INSTRUCTION: Reproduce the entries below verbatim, from their first line through the line containing "Outline every instance of the door.", with both of those lines included. Leave the pictures out of your copy.
=======
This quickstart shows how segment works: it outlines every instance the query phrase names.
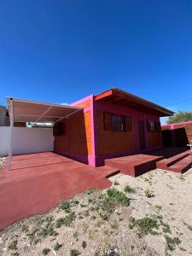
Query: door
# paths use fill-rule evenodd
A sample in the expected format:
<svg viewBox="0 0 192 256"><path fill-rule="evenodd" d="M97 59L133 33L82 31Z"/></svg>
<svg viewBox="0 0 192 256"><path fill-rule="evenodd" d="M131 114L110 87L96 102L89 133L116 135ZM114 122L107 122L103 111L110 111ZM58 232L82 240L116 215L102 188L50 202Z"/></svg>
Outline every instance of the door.
<svg viewBox="0 0 192 256"><path fill-rule="evenodd" d="M139 137L140 149L145 149L146 148L145 123L143 120L138 120L138 137Z"/></svg>

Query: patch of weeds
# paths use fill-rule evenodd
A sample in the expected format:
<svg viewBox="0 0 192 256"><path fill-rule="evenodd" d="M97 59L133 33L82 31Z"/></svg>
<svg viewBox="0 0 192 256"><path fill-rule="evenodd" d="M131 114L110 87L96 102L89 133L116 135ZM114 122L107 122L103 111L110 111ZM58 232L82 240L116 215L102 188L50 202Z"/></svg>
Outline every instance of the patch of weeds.
<svg viewBox="0 0 192 256"><path fill-rule="evenodd" d="M59 251L59 249L62 247L62 244L60 244L58 242L56 242L54 246L54 250L55 251Z"/></svg>
<svg viewBox="0 0 192 256"><path fill-rule="evenodd" d="M62 201L60 204L59 208L64 210L66 212L70 212L70 203L67 201Z"/></svg>
<svg viewBox="0 0 192 256"><path fill-rule="evenodd" d="M113 230L117 230L119 228L119 224L117 221L113 221L110 224L110 226Z"/></svg>
<svg viewBox="0 0 192 256"><path fill-rule="evenodd" d="M82 241L82 247L84 249L84 248L86 248L86 247L87 247L86 241Z"/></svg>
<svg viewBox="0 0 192 256"><path fill-rule="evenodd" d="M103 220L108 220L110 217L110 215L107 212L99 212L99 215Z"/></svg>
<svg viewBox="0 0 192 256"><path fill-rule="evenodd" d="M148 198L154 197L154 195L149 189L145 190L144 193L145 196L147 196Z"/></svg>
<svg viewBox="0 0 192 256"><path fill-rule="evenodd" d="M92 193L94 193L95 191L96 191L96 189L89 189L87 191L85 191L86 195L90 195Z"/></svg>
<svg viewBox="0 0 192 256"><path fill-rule="evenodd" d="M162 209L162 207L155 206L155 208L157 209L158 212L160 212Z"/></svg>
<svg viewBox="0 0 192 256"><path fill-rule="evenodd" d="M28 232L29 231L29 226L27 226L26 224L23 224L22 228L21 228L21 231L23 232Z"/></svg>
<svg viewBox="0 0 192 256"><path fill-rule="evenodd" d="M53 216L47 216L46 218L45 218L45 219L44 219L44 221L46 221L47 223L50 223L50 222L52 222L54 220L54 218L53 218Z"/></svg>
<svg viewBox="0 0 192 256"><path fill-rule="evenodd" d="M179 250L182 251L182 252L186 252L187 250L183 247L179 247Z"/></svg>
<svg viewBox="0 0 192 256"><path fill-rule="evenodd" d="M79 205L79 201L77 201L77 200L73 200L72 201L72 205L74 207L74 206L77 206L77 205Z"/></svg>
<svg viewBox="0 0 192 256"><path fill-rule="evenodd" d="M75 216L74 212L69 213L65 218L60 218L56 220L55 227L61 228L62 225L68 227L75 220L75 218L76 218L76 216Z"/></svg>
<svg viewBox="0 0 192 256"><path fill-rule="evenodd" d="M136 193L136 189L131 188L131 186L129 185L126 185L125 188L124 188L124 192L125 193Z"/></svg>
<svg viewBox="0 0 192 256"><path fill-rule="evenodd" d="M109 198L113 198L117 201L123 207L130 206L130 199L126 197L123 192L118 191L115 189L109 189L107 190L107 195Z"/></svg>
<svg viewBox="0 0 192 256"><path fill-rule="evenodd" d="M176 248L176 246L181 243L181 241L179 240L178 237L170 237L168 236L164 236L166 241L166 248L169 251L173 251Z"/></svg>
<svg viewBox="0 0 192 256"><path fill-rule="evenodd" d="M49 248L44 248L44 250L42 251L42 253L44 255L47 255L49 252L50 252L50 249L49 249Z"/></svg>
<svg viewBox="0 0 192 256"><path fill-rule="evenodd" d="M115 180L115 181L114 181L114 185L115 185L115 186L119 185L119 182L117 182L117 181Z"/></svg>
<svg viewBox="0 0 192 256"><path fill-rule="evenodd" d="M12 251L17 250L17 240L12 241L8 247L9 250L12 250Z"/></svg>
<svg viewBox="0 0 192 256"><path fill-rule="evenodd" d="M145 217L143 218L136 219L135 218L130 218L130 228L137 226L142 234L147 235L158 235L154 230L159 229L158 221L154 218Z"/></svg>
<svg viewBox="0 0 192 256"><path fill-rule="evenodd" d="M79 254L80 253L79 252L79 250L74 249L70 251L70 256L78 256Z"/></svg>
<svg viewBox="0 0 192 256"><path fill-rule="evenodd" d="M183 221L183 224L187 226L188 230L192 231L192 226L189 225L186 222Z"/></svg>
<svg viewBox="0 0 192 256"><path fill-rule="evenodd" d="M170 229L170 225L164 223L163 221L160 221L161 225L163 226L162 230L164 233L170 233L172 234L172 230Z"/></svg>
<svg viewBox="0 0 192 256"><path fill-rule="evenodd" d="M78 241L78 231L75 231L73 234L73 237L76 239L76 241Z"/></svg>
<svg viewBox="0 0 192 256"><path fill-rule="evenodd" d="M43 237L47 237L49 236L56 236L58 233L55 230L53 224L48 223L45 227L40 230L39 235Z"/></svg>
<svg viewBox="0 0 192 256"><path fill-rule="evenodd" d="M20 253L18 252L15 252L13 253L11 253L11 256L19 256Z"/></svg>

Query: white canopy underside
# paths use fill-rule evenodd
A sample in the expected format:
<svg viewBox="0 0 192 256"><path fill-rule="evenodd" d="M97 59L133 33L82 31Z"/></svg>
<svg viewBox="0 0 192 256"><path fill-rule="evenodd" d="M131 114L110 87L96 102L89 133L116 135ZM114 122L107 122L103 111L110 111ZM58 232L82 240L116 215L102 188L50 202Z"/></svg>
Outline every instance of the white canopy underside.
<svg viewBox="0 0 192 256"><path fill-rule="evenodd" d="M68 105L51 104L16 98L7 98L9 113L13 103L14 122L55 123L82 109Z"/></svg>

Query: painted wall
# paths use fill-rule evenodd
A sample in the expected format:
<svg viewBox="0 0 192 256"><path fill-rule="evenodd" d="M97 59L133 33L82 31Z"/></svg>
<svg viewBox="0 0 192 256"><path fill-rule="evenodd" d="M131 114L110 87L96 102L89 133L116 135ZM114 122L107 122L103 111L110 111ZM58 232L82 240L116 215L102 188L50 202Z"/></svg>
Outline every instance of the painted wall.
<svg viewBox="0 0 192 256"><path fill-rule="evenodd" d="M55 137L55 152L95 166L93 96L73 103L84 108L64 121L64 135Z"/></svg>
<svg viewBox="0 0 192 256"><path fill-rule="evenodd" d="M9 154L9 127L0 127L0 156ZM53 151L52 128L13 128L13 154Z"/></svg>
<svg viewBox="0 0 192 256"><path fill-rule="evenodd" d="M160 118L148 113L137 111L107 102L95 102L95 147L96 166L104 164L108 158L124 156L129 154L152 150L162 147L161 132L148 132L147 120L160 121ZM104 131L103 113L131 116L131 131ZM146 149L140 150L137 121L144 121Z"/></svg>
<svg viewBox="0 0 192 256"><path fill-rule="evenodd" d="M163 134L170 131L173 147L185 147L186 144L192 143L192 121L166 125L162 125L161 129ZM167 139L169 137L165 138ZM164 143L166 143L166 141Z"/></svg>

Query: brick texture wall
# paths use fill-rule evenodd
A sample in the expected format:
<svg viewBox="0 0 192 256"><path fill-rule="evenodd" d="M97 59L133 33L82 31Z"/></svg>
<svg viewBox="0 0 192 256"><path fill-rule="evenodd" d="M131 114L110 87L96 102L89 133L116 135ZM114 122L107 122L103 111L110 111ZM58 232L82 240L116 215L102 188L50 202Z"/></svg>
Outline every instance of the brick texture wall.
<svg viewBox="0 0 192 256"><path fill-rule="evenodd" d="M55 137L55 150L91 154L90 112L72 115L64 123L64 134Z"/></svg>
<svg viewBox="0 0 192 256"><path fill-rule="evenodd" d="M103 112L97 110L96 131L98 155L124 153L137 148L135 124L133 121L131 131L104 131Z"/></svg>
<svg viewBox="0 0 192 256"><path fill-rule="evenodd" d="M153 131L148 133L148 146L149 148L158 147L161 145L160 131Z"/></svg>
<svg viewBox="0 0 192 256"><path fill-rule="evenodd" d="M69 152L91 154L90 112L77 114L68 122Z"/></svg>

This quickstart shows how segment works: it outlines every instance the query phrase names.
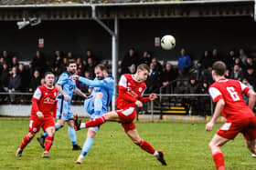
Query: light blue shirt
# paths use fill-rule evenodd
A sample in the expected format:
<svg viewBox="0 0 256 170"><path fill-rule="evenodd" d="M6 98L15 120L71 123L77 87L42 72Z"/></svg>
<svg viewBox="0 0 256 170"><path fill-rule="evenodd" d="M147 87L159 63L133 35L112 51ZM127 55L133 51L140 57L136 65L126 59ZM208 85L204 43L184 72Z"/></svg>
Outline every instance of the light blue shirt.
<svg viewBox="0 0 256 170"><path fill-rule="evenodd" d="M114 91L114 80L112 76L108 75L102 80L98 80L97 78L94 80L90 80L88 78L80 76L79 81L89 85L90 87L93 87L93 90L89 97L93 96L98 92L102 93L102 105L104 108L108 108Z"/></svg>

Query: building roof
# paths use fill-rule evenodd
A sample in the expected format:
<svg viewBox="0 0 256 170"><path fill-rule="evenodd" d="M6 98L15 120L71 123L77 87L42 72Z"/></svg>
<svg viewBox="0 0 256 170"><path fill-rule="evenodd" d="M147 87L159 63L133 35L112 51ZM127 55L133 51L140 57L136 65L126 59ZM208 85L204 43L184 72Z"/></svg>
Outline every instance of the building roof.
<svg viewBox="0 0 256 170"><path fill-rule="evenodd" d="M229 3L229 2L253 2L254 0L0 0L0 5L91 5L91 4L154 4L154 3Z"/></svg>

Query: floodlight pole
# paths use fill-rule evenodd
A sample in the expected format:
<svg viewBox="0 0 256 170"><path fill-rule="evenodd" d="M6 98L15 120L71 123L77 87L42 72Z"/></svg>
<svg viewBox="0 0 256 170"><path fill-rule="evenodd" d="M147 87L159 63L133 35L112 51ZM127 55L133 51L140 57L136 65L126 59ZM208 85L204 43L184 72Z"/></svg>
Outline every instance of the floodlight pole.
=======
EXERCISE RESULT:
This quickstart shows how segment works: it outlines every instance the query phrase names.
Query: door
# paths use fill-rule evenodd
A sample in the expected format:
<svg viewBox="0 0 192 256"><path fill-rule="evenodd" d="M97 59L133 33L82 31Z"/></svg>
<svg viewBox="0 0 192 256"><path fill-rule="evenodd" d="M131 114L110 87L96 102L89 133L116 135ZM114 122L107 122L103 111L110 111ZM58 232L82 240L116 215L102 188L50 202Z"/></svg>
Outline every instance of the door.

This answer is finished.